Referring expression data
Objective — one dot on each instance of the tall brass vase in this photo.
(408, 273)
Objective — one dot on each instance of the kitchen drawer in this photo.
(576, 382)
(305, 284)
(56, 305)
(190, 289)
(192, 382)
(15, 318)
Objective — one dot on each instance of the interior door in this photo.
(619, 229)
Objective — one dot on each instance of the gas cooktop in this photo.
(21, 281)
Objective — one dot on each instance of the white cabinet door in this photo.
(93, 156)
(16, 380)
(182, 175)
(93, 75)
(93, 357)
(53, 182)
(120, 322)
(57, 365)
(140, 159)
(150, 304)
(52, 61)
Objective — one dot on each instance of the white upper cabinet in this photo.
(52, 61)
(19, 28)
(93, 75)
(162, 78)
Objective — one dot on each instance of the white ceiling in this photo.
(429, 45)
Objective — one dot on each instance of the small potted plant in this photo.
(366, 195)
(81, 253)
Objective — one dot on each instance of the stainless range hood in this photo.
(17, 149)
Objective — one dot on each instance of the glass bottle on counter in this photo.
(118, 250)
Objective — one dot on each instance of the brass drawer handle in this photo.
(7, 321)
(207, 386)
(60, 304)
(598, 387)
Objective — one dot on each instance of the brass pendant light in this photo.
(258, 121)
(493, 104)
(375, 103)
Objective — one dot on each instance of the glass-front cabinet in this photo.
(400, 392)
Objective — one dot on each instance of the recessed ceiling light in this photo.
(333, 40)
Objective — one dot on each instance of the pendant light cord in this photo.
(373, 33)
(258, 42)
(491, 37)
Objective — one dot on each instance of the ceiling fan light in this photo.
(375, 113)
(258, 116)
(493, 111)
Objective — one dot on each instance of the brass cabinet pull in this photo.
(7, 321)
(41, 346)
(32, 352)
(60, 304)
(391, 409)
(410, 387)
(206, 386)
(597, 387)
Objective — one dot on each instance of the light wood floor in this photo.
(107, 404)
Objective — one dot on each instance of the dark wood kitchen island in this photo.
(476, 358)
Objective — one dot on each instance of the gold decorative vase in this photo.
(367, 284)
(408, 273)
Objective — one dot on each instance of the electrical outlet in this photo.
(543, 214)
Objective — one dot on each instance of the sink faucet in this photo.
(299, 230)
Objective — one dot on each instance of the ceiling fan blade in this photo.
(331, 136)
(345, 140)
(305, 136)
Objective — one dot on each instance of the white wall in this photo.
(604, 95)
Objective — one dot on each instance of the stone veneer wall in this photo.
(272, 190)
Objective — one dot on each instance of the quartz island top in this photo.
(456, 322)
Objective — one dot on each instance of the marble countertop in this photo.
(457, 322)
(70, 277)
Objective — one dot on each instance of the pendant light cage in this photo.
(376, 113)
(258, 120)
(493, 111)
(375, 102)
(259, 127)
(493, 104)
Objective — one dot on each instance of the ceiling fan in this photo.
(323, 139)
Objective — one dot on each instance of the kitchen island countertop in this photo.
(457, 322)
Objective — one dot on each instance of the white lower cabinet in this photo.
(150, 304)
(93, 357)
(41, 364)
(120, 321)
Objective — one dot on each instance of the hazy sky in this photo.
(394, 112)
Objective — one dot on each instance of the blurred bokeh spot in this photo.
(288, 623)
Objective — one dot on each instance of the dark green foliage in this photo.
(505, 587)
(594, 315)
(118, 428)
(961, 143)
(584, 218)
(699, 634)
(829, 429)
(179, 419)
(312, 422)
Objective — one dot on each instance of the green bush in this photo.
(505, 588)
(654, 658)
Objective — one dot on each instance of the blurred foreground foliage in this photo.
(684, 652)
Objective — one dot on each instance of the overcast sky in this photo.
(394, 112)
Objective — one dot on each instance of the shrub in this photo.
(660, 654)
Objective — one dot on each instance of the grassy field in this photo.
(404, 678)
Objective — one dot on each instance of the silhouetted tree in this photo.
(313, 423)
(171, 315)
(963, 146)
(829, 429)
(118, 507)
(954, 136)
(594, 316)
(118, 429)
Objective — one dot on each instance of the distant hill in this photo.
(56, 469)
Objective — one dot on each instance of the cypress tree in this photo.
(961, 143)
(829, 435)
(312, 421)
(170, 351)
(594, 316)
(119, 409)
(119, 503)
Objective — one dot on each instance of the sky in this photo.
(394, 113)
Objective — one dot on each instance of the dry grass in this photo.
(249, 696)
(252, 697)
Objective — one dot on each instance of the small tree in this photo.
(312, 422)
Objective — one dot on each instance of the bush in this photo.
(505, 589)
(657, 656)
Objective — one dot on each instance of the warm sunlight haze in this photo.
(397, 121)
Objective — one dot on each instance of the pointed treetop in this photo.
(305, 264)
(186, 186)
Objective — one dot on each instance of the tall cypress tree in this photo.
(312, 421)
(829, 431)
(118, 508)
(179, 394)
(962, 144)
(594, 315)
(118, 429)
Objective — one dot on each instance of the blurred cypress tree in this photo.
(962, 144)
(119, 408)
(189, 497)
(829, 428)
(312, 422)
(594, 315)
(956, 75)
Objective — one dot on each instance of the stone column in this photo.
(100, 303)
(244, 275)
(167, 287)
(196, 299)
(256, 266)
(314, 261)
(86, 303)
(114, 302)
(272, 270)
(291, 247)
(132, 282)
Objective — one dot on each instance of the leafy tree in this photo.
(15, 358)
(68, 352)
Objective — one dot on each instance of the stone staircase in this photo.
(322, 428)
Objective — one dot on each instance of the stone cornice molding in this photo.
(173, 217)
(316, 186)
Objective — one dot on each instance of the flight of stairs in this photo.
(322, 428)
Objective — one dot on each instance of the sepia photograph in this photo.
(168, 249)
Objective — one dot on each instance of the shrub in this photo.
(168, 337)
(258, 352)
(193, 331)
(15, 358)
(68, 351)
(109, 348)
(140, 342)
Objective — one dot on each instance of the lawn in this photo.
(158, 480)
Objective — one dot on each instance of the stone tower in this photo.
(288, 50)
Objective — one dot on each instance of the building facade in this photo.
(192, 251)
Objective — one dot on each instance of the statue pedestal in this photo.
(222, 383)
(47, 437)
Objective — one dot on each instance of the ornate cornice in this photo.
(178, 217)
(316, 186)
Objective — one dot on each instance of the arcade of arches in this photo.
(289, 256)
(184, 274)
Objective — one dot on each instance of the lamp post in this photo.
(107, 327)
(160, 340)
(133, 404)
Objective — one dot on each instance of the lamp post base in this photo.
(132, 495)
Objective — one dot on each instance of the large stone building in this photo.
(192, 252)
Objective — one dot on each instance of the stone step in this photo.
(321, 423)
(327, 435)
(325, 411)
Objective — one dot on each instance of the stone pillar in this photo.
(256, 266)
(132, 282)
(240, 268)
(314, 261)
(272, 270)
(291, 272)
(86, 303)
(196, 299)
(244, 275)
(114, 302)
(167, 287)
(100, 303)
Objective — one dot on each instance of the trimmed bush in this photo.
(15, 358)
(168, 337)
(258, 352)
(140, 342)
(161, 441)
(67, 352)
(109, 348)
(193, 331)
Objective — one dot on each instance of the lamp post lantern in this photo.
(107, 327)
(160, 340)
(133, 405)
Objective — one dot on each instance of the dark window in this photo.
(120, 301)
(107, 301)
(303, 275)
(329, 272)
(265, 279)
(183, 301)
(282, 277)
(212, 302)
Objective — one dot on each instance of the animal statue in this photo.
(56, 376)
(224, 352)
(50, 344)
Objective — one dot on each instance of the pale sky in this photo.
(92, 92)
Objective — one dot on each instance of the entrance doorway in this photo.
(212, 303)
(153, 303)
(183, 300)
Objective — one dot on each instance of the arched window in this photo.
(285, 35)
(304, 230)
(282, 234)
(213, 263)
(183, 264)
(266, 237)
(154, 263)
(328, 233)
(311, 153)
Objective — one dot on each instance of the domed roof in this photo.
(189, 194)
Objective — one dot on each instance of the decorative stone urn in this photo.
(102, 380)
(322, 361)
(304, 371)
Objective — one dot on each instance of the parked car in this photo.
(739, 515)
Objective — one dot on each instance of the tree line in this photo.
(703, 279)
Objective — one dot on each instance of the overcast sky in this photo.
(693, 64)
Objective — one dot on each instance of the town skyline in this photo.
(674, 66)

▶ What is being asked
Only one span is to be repeated: the line with "Objective — one dot on each instance of the arched" through the final line of the entries above, word for word.

▶ Solution for this task
Objective — one dot on each instance of the arched window in this photo.
(285, 35)
(304, 230)
(282, 234)
(213, 263)
(183, 264)
(266, 237)
(154, 263)
(328, 233)
(311, 153)
Objective — one dot on each instance of the domed roof in this photo.
(189, 194)
Objective — one dot on each instance of the decorative stone urn in this photo.
(102, 380)
(322, 361)
(304, 371)
Objective — one dot on each instance of the parked car in this photo.
(739, 515)
Objective — one dot on each instance of the tree line in this photo.
(703, 279)
Objective — one dot on each instance of the overcast sky in this photo.
(693, 64)
Objective — one dot on each instance of the town skyline in this photo.
(674, 66)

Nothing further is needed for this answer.